__Work instruction__
Identify the line in which "If you would be so good as to mark the waterfront" appears, then reproduce that line and all remaining lines of the records word for word.

* * *

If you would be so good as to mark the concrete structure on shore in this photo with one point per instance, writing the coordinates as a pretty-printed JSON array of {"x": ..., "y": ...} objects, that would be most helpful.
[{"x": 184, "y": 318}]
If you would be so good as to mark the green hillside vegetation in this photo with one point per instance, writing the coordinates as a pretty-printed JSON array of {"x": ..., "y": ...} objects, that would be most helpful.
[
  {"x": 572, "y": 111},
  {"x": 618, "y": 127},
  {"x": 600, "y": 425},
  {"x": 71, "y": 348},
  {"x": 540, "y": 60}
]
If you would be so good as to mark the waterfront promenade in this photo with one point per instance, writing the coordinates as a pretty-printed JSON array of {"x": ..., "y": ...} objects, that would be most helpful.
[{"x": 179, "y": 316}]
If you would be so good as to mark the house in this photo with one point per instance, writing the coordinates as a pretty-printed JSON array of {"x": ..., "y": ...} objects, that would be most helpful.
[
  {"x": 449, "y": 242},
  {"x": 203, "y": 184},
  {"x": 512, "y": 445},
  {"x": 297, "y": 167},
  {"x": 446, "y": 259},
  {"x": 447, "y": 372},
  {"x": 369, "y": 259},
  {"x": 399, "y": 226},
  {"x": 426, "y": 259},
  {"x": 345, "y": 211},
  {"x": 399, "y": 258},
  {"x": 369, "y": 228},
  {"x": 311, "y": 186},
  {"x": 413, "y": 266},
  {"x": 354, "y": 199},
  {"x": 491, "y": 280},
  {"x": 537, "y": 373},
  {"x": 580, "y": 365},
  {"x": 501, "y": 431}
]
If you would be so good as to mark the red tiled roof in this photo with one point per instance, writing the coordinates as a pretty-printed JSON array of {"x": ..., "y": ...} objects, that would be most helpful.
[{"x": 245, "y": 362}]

* * *

__Finished task__
If you would be so good as to mark the waterfront promenade in this photo with one point per instance, writing the coordinates as a pretty-printed JSON array of {"x": ..., "y": ...} objects, that would be most helpful.
[{"x": 179, "y": 316}]
If you would be so good as to mark the house in this photo with one point per instance, writing the coordinates as a pretty-printed JSON array of {"x": ..., "y": ...} objects, that would be most helpful.
[
  {"x": 449, "y": 242},
  {"x": 203, "y": 184},
  {"x": 512, "y": 445},
  {"x": 297, "y": 167},
  {"x": 446, "y": 259},
  {"x": 447, "y": 372},
  {"x": 369, "y": 259},
  {"x": 399, "y": 226},
  {"x": 426, "y": 259},
  {"x": 345, "y": 211},
  {"x": 399, "y": 258},
  {"x": 369, "y": 228},
  {"x": 311, "y": 186},
  {"x": 413, "y": 266},
  {"x": 354, "y": 199},
  {"x": 491, "y": 280},
  {"x": 537, "y": 373},
  {"x": 580, "y": 365},
  {"x": 501, "y": 431}
]
If you would be so good as to mark the red tiled roof in this photo with one point per instance, writing the coordinates as a pretty-printed JSON array of {"x": ..., "y": ...} objects, that would be most helpful.
[{"x": 245, "y": 362}]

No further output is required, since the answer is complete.